### EXTRACTO DEL DOCUMENTO:
══════

El líder, por Fernando Mires
La palabra lo dice: líder es quien guía. Por lo tanto, ser líder supone ser reconocido como guía en función de un objetivo y, por lo mismo, como alguien que conoce los medios para alcanzar ese objetivo. Dicho al revés, ningún líder puede ser reconocido durante largo tiempo si no conduce a ningún lugar o meta, hecho que exige de cada liderazgo la capacidad de establecer una relación coherente entre fines y medios. Puede haber medios equivocados para conducir a objetivos correctos, pero medios correctos para conducir a objetivos errados no puede haber.
El reconocimiento del líder como tal es el punto de partida. Apoyándonos en, pero sin seguir al pie de la letra a Max Weber, podríamos afirmar que ese reconocimiento puede provenir de la tradición, de un carisma o de una determinada racionalidad.
Visto así, el líder perfecto sería aquel que es tributario de tres vertientes: de una tradición cultural o religiosa, de cualidades o talentos personales y de una racionalidad que le permite conjugar objetivos y medios en un sentido predominantemente comunicacional. En los tres casos, el líder lo es gracias a su palabra, ya sea porque esta provenga del pasado (tradición) o porque señala con claridad el objetivo a cumplir o porque teje relaciones entre diversos actores a fin de alcanzar ese objetivo.

══════

### TAREA PROPUESTA:
Según el texto sobre el líder, ¿de qué tres fuentes puede provenir el reconocimiento de un líder?

### MATERIAL PROPORCIONADO:
══════

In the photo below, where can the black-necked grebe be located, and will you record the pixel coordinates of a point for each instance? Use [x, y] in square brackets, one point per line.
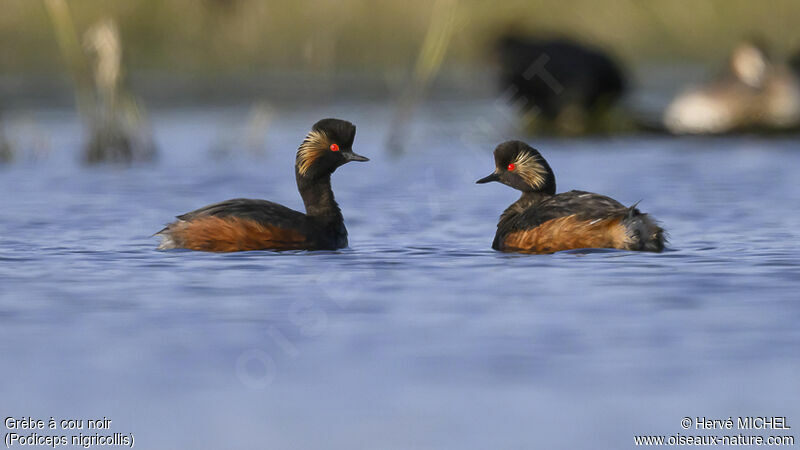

══════

### LA SOLUCIÓN:
Puede provenir de la tradición, de un carisma o de una determinada racionalidad.